За этот подвиг Яков Петрович Бакланов позже, 30 декабря 1852 года, был награжден орденом «Святого Георгия» 4-й степени «в воздаяние отличных подвигов, мужества и храбрости, оказанных 18 февраля 1852 года в делах против горцев при занятии с боя места для переправы войск Чеченского отряда через реку Мичик, при чем не только удержана позиция до окончания переправы, но и нанесено совершенное поражение скопищам Шамиля». Барятинского за экспедицию представляли к «Георгию» 3-й степени, но Государь пожаловал его генерал-лейтенантом.
Из офицеров полка № 17 орден «Святого Владимира» 4-й степени получил есаул Иван Одноглазков за отличие 18 февраля 1852 года «при переправе Чеченского отряда через Мичик».
«Георгиевскими крестами» наградили 19-летнего сына сотника Петра Анисимова (позже он заслужит еще два «Георгия», выслужит за 14 лет чин хорунжего и уйдет в Новочеркасскую полицию).

****************

== Задания ==
**A.** Процитируйте часть отрывка: начните с места, где стоят слова «За этот подвиг», и остановитесь после слов «в Новочеркасскую полицию).».
**B.** Каким орденом, согласно отрывку, был награжден есаул Иван Одноглазков?
**C.** Какие воинские чины упоминаются в отрывке? Перечислите все.

== Извлеченные записи ==
****************

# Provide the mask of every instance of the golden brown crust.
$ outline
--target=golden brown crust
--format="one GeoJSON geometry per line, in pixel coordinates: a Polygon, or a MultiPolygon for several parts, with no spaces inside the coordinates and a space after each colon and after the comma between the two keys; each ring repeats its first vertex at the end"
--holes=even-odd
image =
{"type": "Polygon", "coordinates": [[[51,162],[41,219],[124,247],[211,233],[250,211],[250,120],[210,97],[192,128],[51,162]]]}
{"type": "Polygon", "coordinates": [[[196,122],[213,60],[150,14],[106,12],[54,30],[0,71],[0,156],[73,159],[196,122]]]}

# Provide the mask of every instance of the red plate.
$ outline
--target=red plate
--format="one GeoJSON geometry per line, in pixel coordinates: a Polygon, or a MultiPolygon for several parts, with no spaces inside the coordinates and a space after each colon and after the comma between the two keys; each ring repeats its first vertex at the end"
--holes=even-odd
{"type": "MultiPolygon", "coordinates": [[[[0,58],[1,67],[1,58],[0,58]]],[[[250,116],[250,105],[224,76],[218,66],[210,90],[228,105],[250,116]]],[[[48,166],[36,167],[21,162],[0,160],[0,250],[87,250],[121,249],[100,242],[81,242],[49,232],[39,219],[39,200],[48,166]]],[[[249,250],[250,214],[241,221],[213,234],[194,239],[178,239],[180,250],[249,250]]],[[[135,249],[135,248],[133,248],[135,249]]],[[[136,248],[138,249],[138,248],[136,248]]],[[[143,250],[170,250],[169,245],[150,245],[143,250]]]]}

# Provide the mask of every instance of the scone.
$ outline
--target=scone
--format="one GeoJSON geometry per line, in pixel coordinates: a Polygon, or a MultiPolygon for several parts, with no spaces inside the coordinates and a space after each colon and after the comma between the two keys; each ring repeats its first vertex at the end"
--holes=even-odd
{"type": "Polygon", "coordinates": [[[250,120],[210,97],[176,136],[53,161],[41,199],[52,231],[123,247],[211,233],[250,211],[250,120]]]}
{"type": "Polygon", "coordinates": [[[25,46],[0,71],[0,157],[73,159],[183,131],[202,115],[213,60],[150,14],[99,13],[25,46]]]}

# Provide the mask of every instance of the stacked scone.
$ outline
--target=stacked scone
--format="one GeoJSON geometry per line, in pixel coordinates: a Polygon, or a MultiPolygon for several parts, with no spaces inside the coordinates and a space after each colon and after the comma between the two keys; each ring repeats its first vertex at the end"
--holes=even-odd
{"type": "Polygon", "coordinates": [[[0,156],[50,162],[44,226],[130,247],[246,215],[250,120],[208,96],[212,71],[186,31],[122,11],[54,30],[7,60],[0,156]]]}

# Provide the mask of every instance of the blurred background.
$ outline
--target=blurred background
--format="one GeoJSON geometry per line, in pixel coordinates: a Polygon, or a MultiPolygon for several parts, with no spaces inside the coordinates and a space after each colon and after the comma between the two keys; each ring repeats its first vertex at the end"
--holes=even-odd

****************

== Ответы к заданиям ==
**A.**
За этот подвиг Яков Петрович Бакланов позже, 30 декабря 1852 года, был награжден орденом «Святого Георгия» 4-й степени «в воздаяние отличных подвигов, мужества и храбрости, оказанных 18 февраля 1852 года в делах против горцев при занятии с боя места для переправы войск Чеченского отряда через реку Мичик, при чем не только удержана позиция до окончания переправы, но и нанесено совершенное поражение скопищам Шамиля». Барятинского за экспедицию представляли к «Георгию» 3-й степени, но Государь пожаловал его генерал-лейтенантом.
Из офицеров полка № 17 орден «Святого Владимира» 4-й степени получил есаул Иван Одноглазков за отличие 18 февраля 1852 года «при переправе Чеченского отряда через Мичик».
«Георгиевскими крестами» наградили 19-летнего сына сотника Петра Анисимова (позже он заслужит еще два «Георгия», выслужит за 14 лет чин хорунжего и уйдет в Новочеркасскую полицию).

**B.** Орденом «Святого Владимира» 4-й степени.

**C.** Генерал-лейтенант, есаул, сотник, хорунжий.